Okuma parçası:
========
• sektörden çok anlamıyorum, ama az çok ekonomi okumuşluğum var (çok değil, iktisada giriş kitabı kadar).

    o yüzden söze oradan gireceğim: talep esnekliği diye bir şey var arkadaşlar.

    1. tabi ondan önce dara kaybından bahsetmek lazım.

    - sakız için tüketici ortalama 3 tl vermeye hazır, üreticiler de ortalama 1 tl maliyet ile bunu üretiyorsa ürün 2 tl'den piyasaya arz olunur. (üretici rantı = 1tl, tüketici rantı=1tl)
    - başlangıç için de arz/talep eğrisinin kesiştiği noktayı ele alırsak 100.000 birim mal 2 tl'den satılıyor diyelim.
    - 1 tl vergi getirdik bu ürüne ve fiyatı 2.5 tl'ye çıktı (üretici rantı=50 kr, tüketici rantı=50kr)
    - ama arz/talep eğrisi üzerinde kayma oldu ve eskiden 2 tl'ye 100.000 birim sakız satılıyorken şimdi 2.5 tl'ye 80.000 sakız satılır oldu (çünkü vatandaşların bir kısmı artık fiyatı arttığı için sakız almamaya karar verdi)
    - devlet ise 80.000 sakız*1tl = 80.000 tl gelir elde etmeye başladı.
    - lakin eskiden 100.000 sakız satılıyordu; yani şu an üretim azaldı, hatta belki işten çıkarmalar oldu.
    - işte 100.000 - 80.000 = 20.000 sakızın satılamamasından doğan fark vesilesiyle oluşan değer kaybına "dara kaybı" deniyor.

    2. şimdi gelelim talep esnekliğine.

    - esnek talep "fiyat değişimine hızlıca ve şiddetli" tepki veren ürünlerde görülür. örneğin yat, pırlanta gibi zorunlu ihtiyaç olmayan şeyler.
    - inelastik talep "fiyat değişse de talep pek değişmez" dediğimiz ürünler için geçerlidir. örneğin su, ekmek gibi zorunlu ihtiyaçlar ve sigara, alkol gibi bağımlılık yapan ürünler. (bkz: inelastik talep/#31607066)
========
Veri kümesi:
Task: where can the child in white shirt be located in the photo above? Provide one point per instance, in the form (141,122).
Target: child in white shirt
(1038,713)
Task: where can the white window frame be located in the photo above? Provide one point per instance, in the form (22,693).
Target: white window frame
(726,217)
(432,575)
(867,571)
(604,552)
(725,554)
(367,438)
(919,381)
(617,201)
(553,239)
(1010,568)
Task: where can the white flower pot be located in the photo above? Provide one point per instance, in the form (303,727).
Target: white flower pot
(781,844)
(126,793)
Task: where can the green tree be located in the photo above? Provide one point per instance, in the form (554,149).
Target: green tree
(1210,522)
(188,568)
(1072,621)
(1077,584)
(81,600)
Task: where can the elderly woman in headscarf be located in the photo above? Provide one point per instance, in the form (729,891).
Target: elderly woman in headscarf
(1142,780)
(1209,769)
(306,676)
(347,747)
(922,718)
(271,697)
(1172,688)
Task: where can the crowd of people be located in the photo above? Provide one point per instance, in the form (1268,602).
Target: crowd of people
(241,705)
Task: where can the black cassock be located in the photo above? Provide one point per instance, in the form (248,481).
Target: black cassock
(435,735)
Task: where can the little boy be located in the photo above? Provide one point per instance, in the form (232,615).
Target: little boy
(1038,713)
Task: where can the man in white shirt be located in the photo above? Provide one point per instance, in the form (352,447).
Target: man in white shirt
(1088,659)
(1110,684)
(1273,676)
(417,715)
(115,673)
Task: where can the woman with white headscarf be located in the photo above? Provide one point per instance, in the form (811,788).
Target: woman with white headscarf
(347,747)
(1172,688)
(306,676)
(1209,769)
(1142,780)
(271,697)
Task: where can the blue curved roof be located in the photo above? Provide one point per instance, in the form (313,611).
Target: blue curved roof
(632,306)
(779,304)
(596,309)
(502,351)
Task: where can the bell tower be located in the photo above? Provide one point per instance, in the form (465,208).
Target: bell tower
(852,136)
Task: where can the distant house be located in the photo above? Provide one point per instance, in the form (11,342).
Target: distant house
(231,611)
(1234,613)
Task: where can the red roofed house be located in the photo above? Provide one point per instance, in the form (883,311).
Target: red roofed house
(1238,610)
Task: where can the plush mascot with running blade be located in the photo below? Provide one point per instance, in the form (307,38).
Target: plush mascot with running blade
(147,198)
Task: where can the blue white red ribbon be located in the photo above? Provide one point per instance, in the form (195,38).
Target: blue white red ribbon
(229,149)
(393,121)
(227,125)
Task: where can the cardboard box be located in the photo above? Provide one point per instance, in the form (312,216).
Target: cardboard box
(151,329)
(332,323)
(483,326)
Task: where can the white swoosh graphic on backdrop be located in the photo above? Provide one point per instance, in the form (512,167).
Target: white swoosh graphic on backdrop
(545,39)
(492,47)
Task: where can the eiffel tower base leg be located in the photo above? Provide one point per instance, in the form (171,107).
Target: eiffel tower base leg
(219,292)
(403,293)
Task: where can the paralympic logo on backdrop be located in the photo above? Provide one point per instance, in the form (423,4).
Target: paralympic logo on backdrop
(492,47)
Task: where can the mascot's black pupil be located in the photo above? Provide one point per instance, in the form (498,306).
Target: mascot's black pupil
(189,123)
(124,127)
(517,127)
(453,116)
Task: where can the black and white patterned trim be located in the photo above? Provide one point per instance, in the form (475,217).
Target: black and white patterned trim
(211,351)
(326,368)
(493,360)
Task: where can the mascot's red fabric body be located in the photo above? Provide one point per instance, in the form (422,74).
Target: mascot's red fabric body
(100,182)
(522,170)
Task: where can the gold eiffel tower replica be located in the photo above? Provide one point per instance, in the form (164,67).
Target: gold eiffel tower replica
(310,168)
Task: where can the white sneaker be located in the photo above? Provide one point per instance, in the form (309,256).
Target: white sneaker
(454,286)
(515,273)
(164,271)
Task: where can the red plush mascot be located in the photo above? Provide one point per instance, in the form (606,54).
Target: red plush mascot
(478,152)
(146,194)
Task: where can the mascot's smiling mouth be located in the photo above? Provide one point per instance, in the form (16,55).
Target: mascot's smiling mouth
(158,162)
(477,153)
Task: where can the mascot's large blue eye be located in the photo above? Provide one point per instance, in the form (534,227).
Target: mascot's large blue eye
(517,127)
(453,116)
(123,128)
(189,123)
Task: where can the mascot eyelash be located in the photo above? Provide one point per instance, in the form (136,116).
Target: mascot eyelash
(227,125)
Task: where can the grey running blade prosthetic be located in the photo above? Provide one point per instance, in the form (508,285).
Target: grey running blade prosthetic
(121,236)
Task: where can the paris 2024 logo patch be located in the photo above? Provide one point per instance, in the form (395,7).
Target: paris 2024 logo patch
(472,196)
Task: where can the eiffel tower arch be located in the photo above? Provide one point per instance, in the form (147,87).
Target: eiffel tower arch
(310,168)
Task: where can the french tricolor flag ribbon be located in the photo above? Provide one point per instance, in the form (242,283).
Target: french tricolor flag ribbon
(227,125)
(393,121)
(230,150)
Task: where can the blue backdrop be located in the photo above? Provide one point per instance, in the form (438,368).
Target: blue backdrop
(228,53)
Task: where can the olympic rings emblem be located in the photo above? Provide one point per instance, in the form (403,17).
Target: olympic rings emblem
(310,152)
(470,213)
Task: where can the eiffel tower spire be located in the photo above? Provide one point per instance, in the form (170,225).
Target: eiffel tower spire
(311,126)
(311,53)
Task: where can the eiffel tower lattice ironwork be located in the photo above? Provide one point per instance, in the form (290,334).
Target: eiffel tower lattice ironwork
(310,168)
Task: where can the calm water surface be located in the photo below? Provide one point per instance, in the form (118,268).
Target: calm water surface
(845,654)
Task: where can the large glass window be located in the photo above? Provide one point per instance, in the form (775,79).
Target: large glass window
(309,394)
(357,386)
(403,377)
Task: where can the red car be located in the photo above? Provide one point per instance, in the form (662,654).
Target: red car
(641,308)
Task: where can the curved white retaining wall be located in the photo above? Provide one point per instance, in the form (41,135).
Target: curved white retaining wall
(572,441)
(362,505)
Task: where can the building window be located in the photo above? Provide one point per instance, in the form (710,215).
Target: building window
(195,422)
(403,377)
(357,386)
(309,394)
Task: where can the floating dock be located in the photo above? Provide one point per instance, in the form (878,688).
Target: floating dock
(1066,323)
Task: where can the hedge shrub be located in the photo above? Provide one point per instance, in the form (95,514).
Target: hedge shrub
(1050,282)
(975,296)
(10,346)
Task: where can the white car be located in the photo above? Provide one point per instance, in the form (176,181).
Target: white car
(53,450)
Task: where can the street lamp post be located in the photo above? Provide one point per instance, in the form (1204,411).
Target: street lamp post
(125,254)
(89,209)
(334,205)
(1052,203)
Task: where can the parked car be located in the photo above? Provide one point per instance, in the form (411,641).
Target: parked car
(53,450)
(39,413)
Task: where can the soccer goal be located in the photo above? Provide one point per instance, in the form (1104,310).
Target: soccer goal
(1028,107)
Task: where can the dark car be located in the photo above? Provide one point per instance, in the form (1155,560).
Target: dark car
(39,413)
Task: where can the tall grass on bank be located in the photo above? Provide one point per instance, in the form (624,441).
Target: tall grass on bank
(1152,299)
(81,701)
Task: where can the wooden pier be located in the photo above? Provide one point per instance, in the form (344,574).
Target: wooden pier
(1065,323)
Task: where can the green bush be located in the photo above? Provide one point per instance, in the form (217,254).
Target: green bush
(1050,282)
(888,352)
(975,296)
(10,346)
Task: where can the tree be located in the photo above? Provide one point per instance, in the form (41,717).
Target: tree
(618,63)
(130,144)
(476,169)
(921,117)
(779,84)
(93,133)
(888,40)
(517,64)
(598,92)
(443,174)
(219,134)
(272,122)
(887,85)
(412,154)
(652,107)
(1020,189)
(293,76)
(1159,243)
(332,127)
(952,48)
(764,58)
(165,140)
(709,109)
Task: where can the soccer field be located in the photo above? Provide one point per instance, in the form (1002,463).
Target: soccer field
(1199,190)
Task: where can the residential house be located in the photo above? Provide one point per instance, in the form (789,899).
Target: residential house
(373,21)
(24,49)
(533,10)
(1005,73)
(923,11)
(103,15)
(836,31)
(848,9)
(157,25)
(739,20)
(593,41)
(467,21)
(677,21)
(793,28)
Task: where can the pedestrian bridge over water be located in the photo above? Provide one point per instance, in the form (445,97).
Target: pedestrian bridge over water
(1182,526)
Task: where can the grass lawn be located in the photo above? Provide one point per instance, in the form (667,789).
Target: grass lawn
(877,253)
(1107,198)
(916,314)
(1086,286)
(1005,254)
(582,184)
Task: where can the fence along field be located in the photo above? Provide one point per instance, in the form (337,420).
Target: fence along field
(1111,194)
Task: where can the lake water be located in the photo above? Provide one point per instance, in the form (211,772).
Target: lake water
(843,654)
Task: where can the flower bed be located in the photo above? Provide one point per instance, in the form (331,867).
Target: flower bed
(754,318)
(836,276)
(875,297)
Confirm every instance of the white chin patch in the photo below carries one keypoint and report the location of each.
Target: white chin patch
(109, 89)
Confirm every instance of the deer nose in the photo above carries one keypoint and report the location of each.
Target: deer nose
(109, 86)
========
Yapılması gerekenler:
[1] Okuma parçasında talep esnekliği anlatılırken örnek olarak gösterilen bütün ürünleri sıralayın.
[2] Dara kaybı ve talep esnekliğini anlatan okuma parçasını kaldığı yerden devam ettirerek yazın.

Yanıt listesi:
[1] yat, pırlanta, su, ekmek, sigara, alkol

[2]
    yat alacak kimse, tekneyi türkiye'den almak zorunda mı? gider malta'dan, kıbrıs'tan, hatta avustralya'dan alır isterse (ekonomik olarak karlı ise). düşünüldüğü gibi "yatı zaten zengin adam alıyor 50% vergi dayayalım da daha çok versinler" prensibi o piyasada çok çalışmıyor. benzeri pırlantada da geçerli, müşteriler direkt "böyle vergi mi olur, almıyorum pırlanta" diyip alımı durdurabilir. dara kaybı oluşur yani.

    1990'da amerika birleşik devletleri, tam olarak burada örnekleneni yaptı (tax the rich yaklaşımı ile teknelere 10% ek vergi getirdi) ve satışlar azalıp da yat endüstrisi kan ağlamaya başlayınca 1993'te bu vergiyi kaldırdı. üstüne üstlük satışlar o kadar düştü ki +10% daha çok vergi alınmasına rağmen vergi geliri toplamda milyonlarca dolar azaldı. yaşanmış örnek var işte burada anlatılıyor kaynak 1 kaynak 2

    bu olay, elastik talebe sahip ürünlere getirilen vergilerin yol açacağı uzun vade sorunlara güzel bir örnektir.

    tahminimce; ülkemizde bu tip bir muafiyeti, zaten piyasası daralan ve kötü durumda olan tersaneler nefes alsın, yerli alıcı buradan daha çok mal alsın diye yaptılar. eleştirildiği üzre "birileri zengin olsun, ceplerini doldursun" diye yapılmış da olabilir tabi, bilemem. yasayı koyan babamın oğlu değil.

    bu yazıyı yazmaktaki niyetim, bu haber vesilesiyle bir miktar ekonomi bilgisi sunmak, hepsi bu.
  • 30 kasım 2009'da sona erecek vergi indirimi "kampanyası"dır.

    kdv'yi yüzde 18'den yüzde 1'e, ötv'yi yüzde 8'den sıfıra çeken bu güzide hükümet uygulaması sayesinde hepimiz çok daha ucuza tekne sahibi olabiliyoruz.. eyo!

    üçüncü bir otomobil veya bir yazlık daha almayı düşünürken karşıma çıkan bu fırsat beni çok mutlu etti, bilgiyi paylaşayım da sizler de faydalanın istedim. neden bunun da tv reklamını yapmıyorlar anlamıyorum:

    "yat alın ki, yatı yapanlar para kazansınlar, tekne işçileri daha iyi yaşam sigortası alabilsinler, sigortacılar da kazansınlar" vs vs..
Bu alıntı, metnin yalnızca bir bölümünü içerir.